◆ Cosa farai
A – Rispondi in base al brano sulla Biblioteca Nazionale Centrale di Firenze:
(i) Quanti manoscritti possiede la biblioteca?
(ii) In quale anno fu redatto il lascito testamentario di Antonio Magliabechi?
(iii) In quale anno la biblioteca aprì per la prima volta al pubblico?
B – Prosegui il brano sulla Biblioteca Nazionale Centrale di Firenze a partire dalla sua ultima frase.

La Biblioteca Nazionale Centrale di Firenze: tra storia e ricordi
a cura di Rossana Cecchi
Ci sono luoghi che sono importanti perché centri di storia, perché rappresentano una città, perché hanno attraversato vicende di vario tipo, perché sono per i cittadini e non solo, pieni di ricordi…
Uno di questi luoghi a Firenze è la Biblioteca Nazionale Centrale (BNCF), una delle più importanti biblioteche italiane ed europee che, insieme alla Nazionale di Roma, svolge le funzioni di biblioteca nazionale centrale. Il suo patrimonio è immenso e prezioso: possiede circa 5.948.235 volumi a stampa, 2.703.899 opuscoli, 24.991 manoscritti, 3.716 incunaboli, 29.123 edizioni del XVI secolo e oltre 1.000.000 di autografi, e conta 304.214 opere consultate all’anno 2013. Le scaffalature dei depositi librari coprono 135 km lineari, con un incremento annuo di oltre 1 km e mezzo.
E’ noto, almeno lo è alla maggioranza dei fiorentini e appassionati bibliofili, che il nucleo originario della biblioteca proviene dalle collezioni di Antonio Magliabechi, costituite da circa 30.000 volumi devoluti integralmente, secondo il lascito testamentario del 1714, «a beneficio universale della città di Firenze», e sistemati nello Stanzone della Commedia o della Dogana, che nei secoli precedenti era stato luogo di rappresentazioni teatrali e noto come Teatrino della Baldracca. Con motu proprio del 1736, Gian Gastone de’ Medici , famoso a Firenze come “Gian Gastone”, figlio di Cosimo III de’ Medici e Margherita Luisa d’Orléans, ultimo Granduca appartenente alla dinastia dei Medici, ordinava al magistrato supremo di prendere possesso della libreria Magliabechi, che diventava così la prima biblioteca pubblica fiorentina, comunemente detta Magliabechiana, ancora oggi nucleo centrale e fondamentale di questa ricchissima biblioteca. Per assicurare l’incremento del patrimonio librario il documento granducale stabiliva che vi fosse depositato un esemplare di ciascuna delle opere stampate a Firenze, obbligo esteso nel 1743 a tutti gli stampatori del territorio del Granducato di Toscana. La prima apertura al pubblico risale al 1747, con il nome di Biblioteca Magliabechiana, dopo che ne erano stati ristrutturati gli spazi ed era stata effettuata la catalogazione e l’ordinamento dei libri.

(Voci salvate)
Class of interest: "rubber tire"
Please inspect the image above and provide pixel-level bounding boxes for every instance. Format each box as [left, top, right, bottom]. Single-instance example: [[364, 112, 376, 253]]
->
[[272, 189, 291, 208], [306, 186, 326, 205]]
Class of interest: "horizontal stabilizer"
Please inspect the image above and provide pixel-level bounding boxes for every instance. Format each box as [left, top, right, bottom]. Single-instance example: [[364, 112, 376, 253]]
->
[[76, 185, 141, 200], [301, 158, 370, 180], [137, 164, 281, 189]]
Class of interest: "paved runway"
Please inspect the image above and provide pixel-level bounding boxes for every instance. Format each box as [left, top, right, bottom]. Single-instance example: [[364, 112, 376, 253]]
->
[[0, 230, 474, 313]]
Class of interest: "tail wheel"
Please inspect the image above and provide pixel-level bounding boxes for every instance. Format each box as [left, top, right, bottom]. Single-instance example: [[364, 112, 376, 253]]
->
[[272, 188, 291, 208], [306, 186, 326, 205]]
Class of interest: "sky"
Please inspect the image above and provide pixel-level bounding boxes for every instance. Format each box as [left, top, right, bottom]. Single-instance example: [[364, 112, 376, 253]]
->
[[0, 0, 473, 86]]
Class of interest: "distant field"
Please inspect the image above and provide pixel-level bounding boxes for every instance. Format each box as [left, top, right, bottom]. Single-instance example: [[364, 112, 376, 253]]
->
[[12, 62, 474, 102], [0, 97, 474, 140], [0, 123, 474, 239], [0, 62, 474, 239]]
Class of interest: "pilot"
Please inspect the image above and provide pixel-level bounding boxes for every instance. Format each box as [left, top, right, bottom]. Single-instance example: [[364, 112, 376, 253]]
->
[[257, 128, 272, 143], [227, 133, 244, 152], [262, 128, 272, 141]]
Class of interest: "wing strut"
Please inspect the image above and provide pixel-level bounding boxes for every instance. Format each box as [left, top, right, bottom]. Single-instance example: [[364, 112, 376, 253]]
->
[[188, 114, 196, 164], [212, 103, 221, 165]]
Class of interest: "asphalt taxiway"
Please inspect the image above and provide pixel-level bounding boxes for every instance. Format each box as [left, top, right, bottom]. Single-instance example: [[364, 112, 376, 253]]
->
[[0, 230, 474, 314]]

◆ Risultati attesi
A –
(i) 24.991
(ii) Nel 1714
(iii) Nel 1747

B –
Nel 1771 il Granduca Pietro Leopoldo I di Toscana, uomo illuminato e vivace, figlio dell’imperatore Francesco I e di Maria Teresa d’Austria, fratello della celebre Maria Antonietta, regina di Francia, e di Maria Carolina, regina di Napoli, famoso per aver fatto della Toscana il primo paese ad abolire la pena di morte, dispose che la Biblioteca Palatina Mediceo-Lotaringia, costituita dalle raccolte librarie medicee e lorenesi, fosse unita alla Magliabechiana, che negli anni successivi fu arricchita da numerosi lasciti e donazioni. Nel tempo si aggiunsero le biblioteche di ordini e corporazioni religiose soppresse a partire dagli anni settanta del Settecento da Pietro Leopoldo (grand’uomo!) fino alle soppressioni napoleoniche del 1808.
Nel 1861 il ministro Francesco De Sanctis disponeva l’unione della Magliabechiana con la Biblioteca Palatina, dando vita alla Biblioteca nazionale di Firenze. Dal 1885 la biblioteca assume anche l’appellativo di Centrale. Dal 1870 riceve per diritto di stampa una copia di tutto quello che viene pubblicato in Italia ed è quindi centro fondamentale e indispensabile per ogni tipo di studi e ricerche.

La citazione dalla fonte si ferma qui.